Task to complete -> Each of the entries beneath this task should be written out exactly.

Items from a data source
# # # # # # #

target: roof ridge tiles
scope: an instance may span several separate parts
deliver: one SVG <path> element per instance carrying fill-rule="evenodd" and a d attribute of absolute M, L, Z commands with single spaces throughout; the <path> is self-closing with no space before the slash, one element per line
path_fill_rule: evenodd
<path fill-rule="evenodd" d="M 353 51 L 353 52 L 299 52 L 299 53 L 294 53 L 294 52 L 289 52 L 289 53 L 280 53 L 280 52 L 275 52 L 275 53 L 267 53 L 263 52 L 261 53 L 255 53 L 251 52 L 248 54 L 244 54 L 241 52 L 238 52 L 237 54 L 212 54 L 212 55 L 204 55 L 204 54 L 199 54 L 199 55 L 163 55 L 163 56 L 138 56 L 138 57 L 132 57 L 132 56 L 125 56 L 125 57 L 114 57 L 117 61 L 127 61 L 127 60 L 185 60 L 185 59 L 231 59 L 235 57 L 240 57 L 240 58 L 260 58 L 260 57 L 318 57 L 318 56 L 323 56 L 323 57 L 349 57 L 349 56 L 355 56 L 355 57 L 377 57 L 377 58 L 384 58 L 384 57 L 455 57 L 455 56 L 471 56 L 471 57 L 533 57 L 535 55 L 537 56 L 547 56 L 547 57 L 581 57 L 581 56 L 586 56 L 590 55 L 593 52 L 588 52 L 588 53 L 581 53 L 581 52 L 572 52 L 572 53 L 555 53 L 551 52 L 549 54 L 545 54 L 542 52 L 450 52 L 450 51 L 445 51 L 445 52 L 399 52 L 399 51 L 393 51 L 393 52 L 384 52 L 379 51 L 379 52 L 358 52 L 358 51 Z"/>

# # # # # # #

Answer space ->
target: roof ridge tiles
scope: an instance may span several separate parts
deliver: one SVG <path> element per instance carrying fill-rule="evenodd" and a d attribute of absolute M, L, Z commands with single spaces throughout; the <path> is self-closing with no space before the slash, one element per line
path_fill_rule: evenodd
<path fill-rule="evenodd" d="M 353 51 L 353 52 L 299 52 L 299 53 L 294 53 L 294 52 L 289 52 L 289 53 L 280 53 L 280 52 L 275 52 L 275 53 L 267 53 L 263 52 L 261 53 L 255 53 L 251 52 L 248 54 L 244 54 L 241 52 L 238 52 L 237 54 L 212 54 L 212 55 L 204 55 L 204 54 L 199 54 L 199 55 L 163 55 L 163 56 L 138 56 L 138 57 L 132 57 L 132 56 L 125 56 L 125 57 L 114 57 L 117 61 L 127 61 L 127 60 L 185 60 L 185 59 L 231 59 L 235 57 L 240 57 L 240 58 L 260 58 L 260 57 L 318 57 L 318 56 L 323 56 L 323 57 L 349 57 L 349 56 L 355 56 L 355 57 L 377 57 L 377 58 L 384 58 L 384 57 L 455 57 L 455 56 L 471 56 L 471 57 L 533 57 L 535 55 L 537 56 L 547 56 L 547 57 L 581 57 L 581 56 L 586 56 L 590 55 L 593 52 L 588 52 L 588 53 L 581 53 L 581 52 L 572 52 L 572 53 L 555 53 L 551 52 L 549 54 L 545 54 L 542 52 L 450 52 L 450 51 L 445 51 L 445 52 L 399 52 L 399 51 L 393 51 L 393 52 L 384 52 L 379 51 L 379 52 L 358 52 L 358 51 Z"/>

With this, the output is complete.